_TESTO:_
++++

Post scriptum per l’AIS

1. Nel sito AIS la pubblicazione del mio precedente intervento, che presentava molte informazioni sull’esito della VQR, è stata rinviata di qualche giorno. Poiché a pensar male si fa peccato, ma spesso si indovina, si potrebbe supporre che il rinvio servisse ad attendere altri interventi o news, sicché questo intervento non è mai comparso nella front page del sito ed è rapidamente finito nei piccoli caratteri e nelle pagine successive del Forum. Un caso di raffinata“disinformazia”?.

2. Non sono perfettamente sicuro, ma non mi risulta che sia mai stata pubblicata nel sito AIS la relazione sui prodotti dei sociologi italiani nella VQR presentata al convegno di Firenze da Brigida Blasi, bravissima research assistant del GEV 14. Se così fosse, la allego con l’invito a renderla nota a tutti.

++++

_ESTRATTO DEI DATI:_
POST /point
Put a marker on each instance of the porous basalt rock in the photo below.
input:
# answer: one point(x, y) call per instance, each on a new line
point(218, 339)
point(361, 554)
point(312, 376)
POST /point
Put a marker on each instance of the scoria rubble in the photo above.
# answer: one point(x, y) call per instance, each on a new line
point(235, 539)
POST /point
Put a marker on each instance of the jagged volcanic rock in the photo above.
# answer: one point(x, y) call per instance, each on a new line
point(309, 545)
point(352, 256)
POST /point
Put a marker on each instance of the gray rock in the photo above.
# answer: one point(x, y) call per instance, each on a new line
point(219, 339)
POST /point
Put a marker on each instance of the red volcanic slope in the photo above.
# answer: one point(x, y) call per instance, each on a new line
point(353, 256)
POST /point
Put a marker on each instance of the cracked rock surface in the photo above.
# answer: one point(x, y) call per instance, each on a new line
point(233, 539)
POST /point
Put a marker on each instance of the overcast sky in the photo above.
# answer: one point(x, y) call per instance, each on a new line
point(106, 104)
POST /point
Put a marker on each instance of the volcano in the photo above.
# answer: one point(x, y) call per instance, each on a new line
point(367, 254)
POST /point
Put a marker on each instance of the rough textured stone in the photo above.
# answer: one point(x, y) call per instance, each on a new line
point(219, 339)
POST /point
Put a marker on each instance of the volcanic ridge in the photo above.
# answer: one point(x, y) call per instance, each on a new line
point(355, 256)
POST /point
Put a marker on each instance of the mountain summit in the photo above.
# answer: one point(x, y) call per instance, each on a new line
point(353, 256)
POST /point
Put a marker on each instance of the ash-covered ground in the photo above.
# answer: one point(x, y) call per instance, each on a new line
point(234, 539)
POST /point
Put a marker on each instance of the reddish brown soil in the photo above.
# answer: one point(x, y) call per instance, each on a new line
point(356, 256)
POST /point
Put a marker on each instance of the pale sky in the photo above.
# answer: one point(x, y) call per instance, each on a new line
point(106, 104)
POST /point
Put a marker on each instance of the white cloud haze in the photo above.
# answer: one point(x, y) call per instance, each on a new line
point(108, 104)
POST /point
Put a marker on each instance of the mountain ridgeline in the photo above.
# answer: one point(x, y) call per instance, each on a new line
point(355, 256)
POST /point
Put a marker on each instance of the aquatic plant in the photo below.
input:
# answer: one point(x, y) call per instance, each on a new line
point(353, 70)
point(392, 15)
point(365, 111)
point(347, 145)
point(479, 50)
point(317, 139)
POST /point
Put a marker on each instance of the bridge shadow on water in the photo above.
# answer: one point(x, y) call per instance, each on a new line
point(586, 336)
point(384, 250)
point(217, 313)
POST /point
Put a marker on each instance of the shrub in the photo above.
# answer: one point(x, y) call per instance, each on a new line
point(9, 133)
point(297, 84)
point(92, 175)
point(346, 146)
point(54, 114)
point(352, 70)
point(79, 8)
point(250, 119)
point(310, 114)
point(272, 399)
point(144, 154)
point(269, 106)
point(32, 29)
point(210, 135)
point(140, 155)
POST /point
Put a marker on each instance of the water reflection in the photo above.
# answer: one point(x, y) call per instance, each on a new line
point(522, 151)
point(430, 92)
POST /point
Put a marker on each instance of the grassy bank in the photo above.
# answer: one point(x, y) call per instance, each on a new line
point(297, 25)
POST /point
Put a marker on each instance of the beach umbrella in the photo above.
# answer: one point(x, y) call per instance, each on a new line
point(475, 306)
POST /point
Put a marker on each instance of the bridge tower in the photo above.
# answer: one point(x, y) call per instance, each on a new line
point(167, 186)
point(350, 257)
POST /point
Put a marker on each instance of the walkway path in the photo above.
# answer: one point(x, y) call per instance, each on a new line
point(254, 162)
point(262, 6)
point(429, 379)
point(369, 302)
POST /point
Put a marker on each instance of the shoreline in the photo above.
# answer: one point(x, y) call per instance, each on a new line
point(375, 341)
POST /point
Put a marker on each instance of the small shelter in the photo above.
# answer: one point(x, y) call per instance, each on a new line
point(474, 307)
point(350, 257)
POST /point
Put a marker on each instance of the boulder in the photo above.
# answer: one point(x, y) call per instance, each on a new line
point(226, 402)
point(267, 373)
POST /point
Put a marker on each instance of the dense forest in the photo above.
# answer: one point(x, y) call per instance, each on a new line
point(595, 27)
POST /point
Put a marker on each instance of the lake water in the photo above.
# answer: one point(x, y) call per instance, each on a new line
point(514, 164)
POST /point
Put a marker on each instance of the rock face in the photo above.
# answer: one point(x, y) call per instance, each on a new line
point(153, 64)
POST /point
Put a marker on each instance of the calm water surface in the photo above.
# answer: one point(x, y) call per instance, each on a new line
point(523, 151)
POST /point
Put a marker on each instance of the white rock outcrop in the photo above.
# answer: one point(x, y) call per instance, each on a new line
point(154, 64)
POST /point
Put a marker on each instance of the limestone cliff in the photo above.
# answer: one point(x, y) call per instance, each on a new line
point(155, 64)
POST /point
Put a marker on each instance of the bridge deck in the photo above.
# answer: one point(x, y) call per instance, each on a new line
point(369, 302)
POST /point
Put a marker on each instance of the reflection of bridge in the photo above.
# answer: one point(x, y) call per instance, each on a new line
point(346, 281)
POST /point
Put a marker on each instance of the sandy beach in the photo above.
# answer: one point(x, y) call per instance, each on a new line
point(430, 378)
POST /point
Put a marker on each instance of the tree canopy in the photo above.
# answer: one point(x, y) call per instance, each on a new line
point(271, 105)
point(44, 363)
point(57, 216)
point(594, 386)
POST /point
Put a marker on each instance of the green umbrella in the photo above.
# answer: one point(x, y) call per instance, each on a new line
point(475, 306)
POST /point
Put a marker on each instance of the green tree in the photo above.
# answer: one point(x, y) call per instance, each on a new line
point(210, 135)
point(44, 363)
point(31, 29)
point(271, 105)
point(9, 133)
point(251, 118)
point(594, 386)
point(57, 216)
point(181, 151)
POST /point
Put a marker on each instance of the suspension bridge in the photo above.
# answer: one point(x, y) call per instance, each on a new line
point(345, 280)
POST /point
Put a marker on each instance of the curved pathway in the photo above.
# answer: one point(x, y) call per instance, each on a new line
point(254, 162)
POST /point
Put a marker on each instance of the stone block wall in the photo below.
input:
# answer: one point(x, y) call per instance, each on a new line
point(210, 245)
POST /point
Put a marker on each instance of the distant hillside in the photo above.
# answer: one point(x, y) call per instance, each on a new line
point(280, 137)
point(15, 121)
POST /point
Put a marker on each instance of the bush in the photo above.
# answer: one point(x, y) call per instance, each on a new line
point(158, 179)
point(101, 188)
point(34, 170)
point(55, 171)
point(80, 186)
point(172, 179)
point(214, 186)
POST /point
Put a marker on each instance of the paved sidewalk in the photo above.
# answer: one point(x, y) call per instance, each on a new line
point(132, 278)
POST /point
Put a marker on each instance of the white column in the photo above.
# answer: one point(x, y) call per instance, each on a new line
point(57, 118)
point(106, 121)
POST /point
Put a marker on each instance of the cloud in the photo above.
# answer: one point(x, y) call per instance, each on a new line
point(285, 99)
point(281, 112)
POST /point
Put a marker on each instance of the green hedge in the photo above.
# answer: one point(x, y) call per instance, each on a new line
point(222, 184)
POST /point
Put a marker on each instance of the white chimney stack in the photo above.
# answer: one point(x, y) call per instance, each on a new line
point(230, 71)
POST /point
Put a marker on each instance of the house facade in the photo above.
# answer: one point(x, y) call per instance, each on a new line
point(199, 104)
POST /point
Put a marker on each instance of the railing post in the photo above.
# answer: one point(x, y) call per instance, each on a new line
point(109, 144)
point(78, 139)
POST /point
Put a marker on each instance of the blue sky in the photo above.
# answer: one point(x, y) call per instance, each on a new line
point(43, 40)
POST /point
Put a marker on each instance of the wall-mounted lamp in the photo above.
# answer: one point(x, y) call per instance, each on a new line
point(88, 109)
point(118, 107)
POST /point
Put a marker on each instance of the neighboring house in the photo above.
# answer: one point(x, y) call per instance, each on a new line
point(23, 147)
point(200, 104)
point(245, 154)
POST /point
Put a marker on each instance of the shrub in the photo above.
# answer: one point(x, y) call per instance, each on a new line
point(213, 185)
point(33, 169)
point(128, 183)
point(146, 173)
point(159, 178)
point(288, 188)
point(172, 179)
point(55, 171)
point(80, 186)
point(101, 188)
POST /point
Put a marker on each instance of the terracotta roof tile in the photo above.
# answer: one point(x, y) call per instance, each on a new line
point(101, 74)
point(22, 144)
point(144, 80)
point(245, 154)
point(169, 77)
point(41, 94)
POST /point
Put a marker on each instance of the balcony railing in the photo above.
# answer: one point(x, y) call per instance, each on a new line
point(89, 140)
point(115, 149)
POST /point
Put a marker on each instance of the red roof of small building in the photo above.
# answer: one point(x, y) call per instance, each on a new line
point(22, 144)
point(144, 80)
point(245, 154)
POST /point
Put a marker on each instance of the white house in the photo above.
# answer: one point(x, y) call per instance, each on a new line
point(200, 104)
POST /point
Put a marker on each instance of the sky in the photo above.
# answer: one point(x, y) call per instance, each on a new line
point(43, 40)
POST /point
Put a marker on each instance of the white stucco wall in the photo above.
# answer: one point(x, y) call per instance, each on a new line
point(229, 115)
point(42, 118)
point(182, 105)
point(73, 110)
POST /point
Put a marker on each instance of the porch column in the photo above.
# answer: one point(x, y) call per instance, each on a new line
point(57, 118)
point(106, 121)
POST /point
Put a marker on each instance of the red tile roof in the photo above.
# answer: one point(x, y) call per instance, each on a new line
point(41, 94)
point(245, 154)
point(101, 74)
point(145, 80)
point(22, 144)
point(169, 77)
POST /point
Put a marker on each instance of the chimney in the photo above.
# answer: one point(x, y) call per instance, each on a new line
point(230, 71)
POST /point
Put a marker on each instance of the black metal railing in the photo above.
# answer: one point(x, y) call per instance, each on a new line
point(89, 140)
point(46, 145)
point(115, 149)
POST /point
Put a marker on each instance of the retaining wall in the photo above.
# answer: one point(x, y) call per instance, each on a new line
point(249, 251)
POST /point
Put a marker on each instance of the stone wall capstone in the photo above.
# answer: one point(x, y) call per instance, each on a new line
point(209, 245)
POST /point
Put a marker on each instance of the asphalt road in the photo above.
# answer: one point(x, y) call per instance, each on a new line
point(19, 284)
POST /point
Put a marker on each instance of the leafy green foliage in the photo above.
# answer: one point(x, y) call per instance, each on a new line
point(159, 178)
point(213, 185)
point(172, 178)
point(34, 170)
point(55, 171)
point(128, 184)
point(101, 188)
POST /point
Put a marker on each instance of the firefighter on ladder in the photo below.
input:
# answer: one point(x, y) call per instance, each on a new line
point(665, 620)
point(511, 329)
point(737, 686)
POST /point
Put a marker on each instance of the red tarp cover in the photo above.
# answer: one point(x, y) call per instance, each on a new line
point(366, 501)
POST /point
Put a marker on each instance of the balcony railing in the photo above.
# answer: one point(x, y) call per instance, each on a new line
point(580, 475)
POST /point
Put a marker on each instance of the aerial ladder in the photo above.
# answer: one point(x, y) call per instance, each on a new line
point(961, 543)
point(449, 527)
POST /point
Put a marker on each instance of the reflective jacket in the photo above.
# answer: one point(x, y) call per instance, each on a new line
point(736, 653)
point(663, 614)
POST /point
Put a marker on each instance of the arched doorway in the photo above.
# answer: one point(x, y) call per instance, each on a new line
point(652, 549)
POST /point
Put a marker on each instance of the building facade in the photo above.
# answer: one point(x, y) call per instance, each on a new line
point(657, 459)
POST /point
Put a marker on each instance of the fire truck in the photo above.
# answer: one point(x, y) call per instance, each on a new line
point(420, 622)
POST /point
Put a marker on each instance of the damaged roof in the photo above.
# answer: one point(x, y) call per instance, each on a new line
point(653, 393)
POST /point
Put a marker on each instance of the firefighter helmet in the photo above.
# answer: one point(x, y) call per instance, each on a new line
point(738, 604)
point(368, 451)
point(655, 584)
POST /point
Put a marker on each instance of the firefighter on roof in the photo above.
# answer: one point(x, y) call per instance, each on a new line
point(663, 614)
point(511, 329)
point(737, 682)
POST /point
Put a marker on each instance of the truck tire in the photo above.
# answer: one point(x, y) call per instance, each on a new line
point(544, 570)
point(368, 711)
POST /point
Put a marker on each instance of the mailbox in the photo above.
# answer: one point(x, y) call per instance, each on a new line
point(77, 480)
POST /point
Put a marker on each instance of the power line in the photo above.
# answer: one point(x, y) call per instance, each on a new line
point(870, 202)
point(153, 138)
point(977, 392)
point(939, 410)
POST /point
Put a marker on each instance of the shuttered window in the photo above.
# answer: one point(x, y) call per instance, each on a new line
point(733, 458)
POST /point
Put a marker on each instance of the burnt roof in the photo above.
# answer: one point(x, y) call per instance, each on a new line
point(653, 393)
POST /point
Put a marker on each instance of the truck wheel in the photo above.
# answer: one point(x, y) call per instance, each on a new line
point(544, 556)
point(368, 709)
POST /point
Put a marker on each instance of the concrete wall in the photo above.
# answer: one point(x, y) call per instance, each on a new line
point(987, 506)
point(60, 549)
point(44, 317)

++++

_BREVE ESERCIZIO:_
Per favore, cita parola per parola il passo del testo che va da "2. Non sono" a "nota a tutti.".

_RISPOSTA CORRETTA:_
2. Non sono perfettamente sicuro, ma non mi risulta che sia mai stata pubblicata nel sito AIS la relazione sui prodotti dei sociologi italiani nella VQR presentata al convegno di Firenze da Brigida Blasi, bravissima research assistant del GEV 14. Se così fosse, la allego con l’invito a renderla nota a tutti.